- Textauszug -
Zweistelliger Millionenbetrag Schaden 2019 NRW-Landesregierung soll mehr für Prävention gegen Senioren-Abzocke tun

Düsseldorf · Enkeltrick und falsche Polizisten: CDU und FDP wollen mehr Aufklärung über Maschen. Dazu sollen auch Banken, Krankenkassen, Ärzte und Telefonanbieter eingebunden werden.

 Zwar hat laut den Experten nur ein kleiner Teil der telefonischen Betrugsmaschen Erfolg, dennoch erbeuteten die Täter hohe Summen.

Zwar hat laut den Experten nur ein kleiner Teil der telefonischen Betrugsmaschen Erfolg, dennoch erbeuteten die Täter hohe Summen.

- Aufgabe -
Wer soll laut dem Textauszug zur Senioren-Abzocke neben CDU und FDP in die Aufklärung über die Betrugsmaschen eingebunden werden? Die Zeilen werden hierfür nicht gebraucht.

- Gegebene Zeilen -

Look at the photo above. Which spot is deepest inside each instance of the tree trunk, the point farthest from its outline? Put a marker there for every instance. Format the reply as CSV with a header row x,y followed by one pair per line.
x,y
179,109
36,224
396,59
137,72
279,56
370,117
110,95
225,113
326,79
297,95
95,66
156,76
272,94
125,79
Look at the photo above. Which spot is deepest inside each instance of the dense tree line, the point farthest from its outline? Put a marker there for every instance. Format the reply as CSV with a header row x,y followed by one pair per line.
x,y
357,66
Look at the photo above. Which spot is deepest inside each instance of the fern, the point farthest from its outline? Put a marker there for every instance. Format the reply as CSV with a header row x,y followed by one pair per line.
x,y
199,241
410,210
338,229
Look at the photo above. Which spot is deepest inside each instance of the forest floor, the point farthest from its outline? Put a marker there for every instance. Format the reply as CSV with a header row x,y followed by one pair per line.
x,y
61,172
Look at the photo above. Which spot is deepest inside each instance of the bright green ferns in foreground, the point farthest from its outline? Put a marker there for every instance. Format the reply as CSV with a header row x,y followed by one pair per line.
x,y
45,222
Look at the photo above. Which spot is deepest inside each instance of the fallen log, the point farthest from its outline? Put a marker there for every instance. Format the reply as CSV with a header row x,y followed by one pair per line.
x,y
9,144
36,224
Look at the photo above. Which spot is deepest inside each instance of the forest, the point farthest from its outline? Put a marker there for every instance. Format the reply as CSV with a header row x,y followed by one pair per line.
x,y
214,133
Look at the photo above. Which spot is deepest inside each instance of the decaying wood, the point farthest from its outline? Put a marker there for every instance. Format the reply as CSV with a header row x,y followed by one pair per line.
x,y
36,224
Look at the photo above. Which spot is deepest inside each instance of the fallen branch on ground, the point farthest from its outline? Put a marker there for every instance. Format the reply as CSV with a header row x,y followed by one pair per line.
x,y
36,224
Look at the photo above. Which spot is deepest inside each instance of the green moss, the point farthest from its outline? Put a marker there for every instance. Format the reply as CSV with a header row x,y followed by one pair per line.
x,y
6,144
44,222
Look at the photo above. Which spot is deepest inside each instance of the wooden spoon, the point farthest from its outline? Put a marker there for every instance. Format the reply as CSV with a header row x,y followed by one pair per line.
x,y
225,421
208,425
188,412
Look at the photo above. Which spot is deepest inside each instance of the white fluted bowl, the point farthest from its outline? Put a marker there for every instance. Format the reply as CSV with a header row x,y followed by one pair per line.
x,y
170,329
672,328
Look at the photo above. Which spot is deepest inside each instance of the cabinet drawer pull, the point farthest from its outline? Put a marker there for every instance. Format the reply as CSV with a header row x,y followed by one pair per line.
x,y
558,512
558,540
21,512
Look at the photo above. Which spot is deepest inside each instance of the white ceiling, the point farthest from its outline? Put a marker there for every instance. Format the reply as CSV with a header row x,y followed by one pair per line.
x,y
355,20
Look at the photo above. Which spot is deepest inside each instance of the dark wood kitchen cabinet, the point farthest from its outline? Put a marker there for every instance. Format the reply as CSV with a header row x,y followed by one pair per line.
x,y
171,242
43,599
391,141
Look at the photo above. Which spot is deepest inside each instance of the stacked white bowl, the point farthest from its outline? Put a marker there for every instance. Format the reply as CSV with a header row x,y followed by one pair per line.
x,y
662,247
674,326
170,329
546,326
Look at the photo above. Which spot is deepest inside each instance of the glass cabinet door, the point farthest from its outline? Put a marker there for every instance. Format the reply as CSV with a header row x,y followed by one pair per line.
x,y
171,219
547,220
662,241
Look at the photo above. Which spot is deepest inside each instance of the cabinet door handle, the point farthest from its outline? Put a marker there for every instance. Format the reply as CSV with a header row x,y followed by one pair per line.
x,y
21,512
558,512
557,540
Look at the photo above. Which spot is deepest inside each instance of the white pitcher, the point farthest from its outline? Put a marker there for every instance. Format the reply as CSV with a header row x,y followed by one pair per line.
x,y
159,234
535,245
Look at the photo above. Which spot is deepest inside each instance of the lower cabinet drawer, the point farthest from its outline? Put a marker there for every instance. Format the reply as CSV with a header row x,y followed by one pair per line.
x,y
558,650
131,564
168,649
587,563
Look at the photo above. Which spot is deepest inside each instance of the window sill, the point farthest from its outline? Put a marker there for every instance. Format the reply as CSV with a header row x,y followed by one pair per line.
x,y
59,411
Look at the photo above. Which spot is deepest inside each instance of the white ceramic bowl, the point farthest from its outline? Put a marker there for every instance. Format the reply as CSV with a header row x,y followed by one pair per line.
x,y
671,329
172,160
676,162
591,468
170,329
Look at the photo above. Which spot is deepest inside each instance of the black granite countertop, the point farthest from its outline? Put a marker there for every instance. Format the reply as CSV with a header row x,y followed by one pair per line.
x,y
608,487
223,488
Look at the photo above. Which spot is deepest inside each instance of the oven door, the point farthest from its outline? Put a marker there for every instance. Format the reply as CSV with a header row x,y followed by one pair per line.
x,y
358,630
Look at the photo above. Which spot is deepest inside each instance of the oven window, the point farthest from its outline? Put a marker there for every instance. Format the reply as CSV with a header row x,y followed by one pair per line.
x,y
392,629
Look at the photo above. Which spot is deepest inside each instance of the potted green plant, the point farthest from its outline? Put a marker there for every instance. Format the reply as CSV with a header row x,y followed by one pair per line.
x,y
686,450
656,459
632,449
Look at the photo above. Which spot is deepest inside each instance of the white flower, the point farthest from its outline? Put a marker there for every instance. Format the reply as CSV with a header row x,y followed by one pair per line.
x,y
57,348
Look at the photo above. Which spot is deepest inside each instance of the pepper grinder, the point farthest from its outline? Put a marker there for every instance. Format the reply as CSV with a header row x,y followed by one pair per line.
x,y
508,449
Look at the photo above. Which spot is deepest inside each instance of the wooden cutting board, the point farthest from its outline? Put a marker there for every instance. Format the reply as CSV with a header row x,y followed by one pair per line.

- Lösung -
Banken, Krankenkassen, Ärzte und Telefonanbieter.